(Items from a data source)
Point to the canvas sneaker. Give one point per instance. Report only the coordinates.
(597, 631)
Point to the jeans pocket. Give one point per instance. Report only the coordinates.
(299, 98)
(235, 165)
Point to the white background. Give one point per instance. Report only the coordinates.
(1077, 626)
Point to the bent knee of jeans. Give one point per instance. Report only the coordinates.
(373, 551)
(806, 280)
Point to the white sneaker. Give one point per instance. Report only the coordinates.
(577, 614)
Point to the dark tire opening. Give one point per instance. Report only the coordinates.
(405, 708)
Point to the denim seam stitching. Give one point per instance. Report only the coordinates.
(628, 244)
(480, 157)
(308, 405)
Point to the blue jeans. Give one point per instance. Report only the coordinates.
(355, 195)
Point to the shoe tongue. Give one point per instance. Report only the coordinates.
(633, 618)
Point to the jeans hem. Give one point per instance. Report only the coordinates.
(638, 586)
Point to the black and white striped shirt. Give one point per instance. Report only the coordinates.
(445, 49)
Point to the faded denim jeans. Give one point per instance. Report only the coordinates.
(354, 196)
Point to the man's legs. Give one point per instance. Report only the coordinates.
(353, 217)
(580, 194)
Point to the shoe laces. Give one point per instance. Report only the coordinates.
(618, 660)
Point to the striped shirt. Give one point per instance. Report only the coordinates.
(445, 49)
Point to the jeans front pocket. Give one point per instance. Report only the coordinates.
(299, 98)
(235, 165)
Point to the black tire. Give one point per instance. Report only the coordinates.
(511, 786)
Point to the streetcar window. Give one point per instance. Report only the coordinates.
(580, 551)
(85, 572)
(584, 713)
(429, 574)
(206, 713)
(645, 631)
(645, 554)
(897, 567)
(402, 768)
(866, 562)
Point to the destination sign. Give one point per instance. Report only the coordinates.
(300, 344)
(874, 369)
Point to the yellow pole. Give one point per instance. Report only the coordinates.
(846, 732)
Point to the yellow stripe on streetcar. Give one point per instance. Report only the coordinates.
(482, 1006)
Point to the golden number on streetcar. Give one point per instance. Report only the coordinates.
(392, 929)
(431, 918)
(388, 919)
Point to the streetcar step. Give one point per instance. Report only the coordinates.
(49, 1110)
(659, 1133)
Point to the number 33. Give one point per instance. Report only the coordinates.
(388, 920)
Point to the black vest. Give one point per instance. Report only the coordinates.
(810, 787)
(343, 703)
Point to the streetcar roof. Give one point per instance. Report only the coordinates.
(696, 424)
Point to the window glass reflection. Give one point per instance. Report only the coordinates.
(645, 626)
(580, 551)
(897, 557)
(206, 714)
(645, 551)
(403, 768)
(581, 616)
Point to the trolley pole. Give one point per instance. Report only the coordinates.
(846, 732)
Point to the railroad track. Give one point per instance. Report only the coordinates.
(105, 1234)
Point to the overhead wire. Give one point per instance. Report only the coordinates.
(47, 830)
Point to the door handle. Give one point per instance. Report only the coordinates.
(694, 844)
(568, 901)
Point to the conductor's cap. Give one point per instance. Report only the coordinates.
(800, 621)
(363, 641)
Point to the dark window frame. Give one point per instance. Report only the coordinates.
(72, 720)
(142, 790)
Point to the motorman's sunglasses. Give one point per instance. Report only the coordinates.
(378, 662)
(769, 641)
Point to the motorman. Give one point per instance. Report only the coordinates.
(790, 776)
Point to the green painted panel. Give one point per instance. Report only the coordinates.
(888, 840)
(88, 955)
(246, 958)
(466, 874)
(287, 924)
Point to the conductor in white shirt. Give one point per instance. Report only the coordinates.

Problem requirements
Copy each record from above without leaving any out.

Task solution
Point to the canvas sneaker. Give one point per instance. Report only the coordinates.
(597, 631)
Point to the jeans pocket. Give one point per instance. Report only the coordinates.
(299, 98)
(235, 165)
Point to the white background. Give one point per instance. Report only the coordinates.
(1077, 626)
Point to the bent knee of jeans. Give one point per instance. Report only the coordinates.
(373, 551)
(806, 280)
Point to the white sneaker. Give one point per instance. Report only the coordinates.
(577, 614)
Point to the dark tire opening. Give one point per instance. Report only the coordinates.
(405, 708)
Point to the denim seam stitching. Give one point per instance. Report only the coordinates.
(628, 244)
(480, 157)
(308, 405)
Point to the blue jeans. Give one point per instance. Report only the coordinates.
(355, 195)
Point to the shoe tongue. Give one point per instance. Report only the coordinates.
(633, 618)
Point to the jeans hem. Give one point per instance. Report only the coordinates.
(638, 586)
Point to the black and white striped shirt. Give one point per instance. Report only the coordinates.
(445, 49)
Point to the faded denim jeans. Give one point per instance. Report only the coordinates.
(354, 196)
Point to the man's legs. Give one point per instance. Report only the coordinates.
(353, 217)
(580, 194)
Point to the shoe laces. Give one point per instance. Report only the coordinates.
(618, 660)
Point to the striped shirt. Give one point per instance. Report only the coordinates.
(445, 49)
Point to the jeans front pocket. Give one point per instance. Report only the coordinates.
(299, 98)
(235, 165)
Point to the black tire. Give one point per instance. Report only the coordinates.
(511, 786)
Point to the streetcar window. Give one point per instance. Report only the coordinates.
(580, 551)
(85, 572)
(584, 713)
(429, 574)
(206, 713)
(645, 631)
(645, 554)
(897, 567)
(402, 768)
(866, 562)
Point to the destination sign. Give one point per instance. Report only the coordinates.
(300, 344)
(874, 369)
Point to the yellow pole. Give one point per instance. Report only the coordinates.
(846, 732)
Point to the yellow stripe on streetcar. Give one point per instance. Report only the coordinates.
(482, 1006)
Point to the golden number on streetcar. Give one point per instance. Report only the coordinates.
(392, 929)
(431, 918)
(388, 919)
Point to the streetcar step. Give one point per instance. Report only the coordinates.
(49, 1110)
(659, 1133)
Point to the number 33. Give one point per instance. Report only the coordinates.
(388, 920)
Point to the black vest. Give one point per instance. Report only the coordinates.
(810, 787)
(343, 703)
Point to the streetcar roof. Give one point per instance. Report only the coordinates.
(696, 424)
Point to the window glass reflection. Give one point per instance. Report only the coordinates.
(645, 626)
(580, 551)
(897, 557)
(206, 714)
(645, 551)
(403, 768)
(581, 616)
Point to the trolley pole. Give one point per instance. Report only the coordinates.
(846, 732)
Point to the railroad track. Give one point per instance. Report only the coordinates.
(105, 1234)
Point to the overhead wire. Give one point per instance. Report only the coordinates.
(47, 830)
Point to the door handle. Give one point per instance. Report only the coordinates.
(694, 844)
(568, 901)
Point to the conductor's cap. Give one point per instance. Report only the coordinates.
(800, 621)
(363, 641)
Point to the dark window frame. Give one point per instance. Report only the coordinates.
(72, 720)
(142, 790)
Point to the motorman's sunglasses. Give one point per instance. Report only the coordinates.
(378, 662)
(769, 641)
Point to the motorman. Give one point per instance. Report only the coordinates.
(790, 776)
Point to the green painted panel. Give one point per instance. Report only the coordinates.
(888, 840)
(88, 955)
(246, 958)
(466, 874)
(287, 924)
Point to the conductor in white shirt. Give one point per instance. Report only the coordinates.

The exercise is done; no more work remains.